STATED GOAL: Gather every line of the entries below that contains the word "white", and copy each one. Case counts.

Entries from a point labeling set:
◇ ◇ ◇ ◇ ◇

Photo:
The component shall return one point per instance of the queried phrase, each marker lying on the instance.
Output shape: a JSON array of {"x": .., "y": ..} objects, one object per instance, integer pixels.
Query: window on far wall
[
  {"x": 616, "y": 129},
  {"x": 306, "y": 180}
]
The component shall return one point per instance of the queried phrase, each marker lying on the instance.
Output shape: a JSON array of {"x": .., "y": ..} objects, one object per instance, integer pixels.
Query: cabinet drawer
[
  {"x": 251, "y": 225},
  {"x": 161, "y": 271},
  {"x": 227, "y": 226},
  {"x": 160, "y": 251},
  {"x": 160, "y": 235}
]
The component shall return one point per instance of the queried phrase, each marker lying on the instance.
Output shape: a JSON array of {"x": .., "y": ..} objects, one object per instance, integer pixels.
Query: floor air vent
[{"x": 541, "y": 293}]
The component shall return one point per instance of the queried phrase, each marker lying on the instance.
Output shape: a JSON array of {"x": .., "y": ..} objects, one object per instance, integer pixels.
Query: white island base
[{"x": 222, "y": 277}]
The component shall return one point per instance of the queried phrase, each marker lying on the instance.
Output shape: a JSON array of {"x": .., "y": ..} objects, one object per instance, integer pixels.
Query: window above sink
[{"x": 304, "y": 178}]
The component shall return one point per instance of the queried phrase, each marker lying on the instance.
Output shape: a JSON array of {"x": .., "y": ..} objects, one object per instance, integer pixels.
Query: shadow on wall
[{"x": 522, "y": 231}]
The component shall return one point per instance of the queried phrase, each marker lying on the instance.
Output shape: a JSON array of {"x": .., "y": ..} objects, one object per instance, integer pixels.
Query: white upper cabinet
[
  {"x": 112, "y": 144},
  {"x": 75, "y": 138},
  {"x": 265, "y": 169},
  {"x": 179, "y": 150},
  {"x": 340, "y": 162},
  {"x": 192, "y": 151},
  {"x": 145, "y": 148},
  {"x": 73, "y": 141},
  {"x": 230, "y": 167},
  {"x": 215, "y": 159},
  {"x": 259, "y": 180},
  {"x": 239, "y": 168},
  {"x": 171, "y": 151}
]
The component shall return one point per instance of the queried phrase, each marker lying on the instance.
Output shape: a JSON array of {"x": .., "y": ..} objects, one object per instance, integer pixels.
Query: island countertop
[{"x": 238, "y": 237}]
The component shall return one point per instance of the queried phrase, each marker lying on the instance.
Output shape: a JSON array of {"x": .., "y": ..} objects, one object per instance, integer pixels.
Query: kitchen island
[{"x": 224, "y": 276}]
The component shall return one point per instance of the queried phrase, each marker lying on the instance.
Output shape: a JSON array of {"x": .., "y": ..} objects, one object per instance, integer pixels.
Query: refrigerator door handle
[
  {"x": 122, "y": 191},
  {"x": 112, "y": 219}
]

◇ ◇ ◇ ◇ ◇

EXERCISE RESPONSE:
Query: white island base
Query: white upper cabinet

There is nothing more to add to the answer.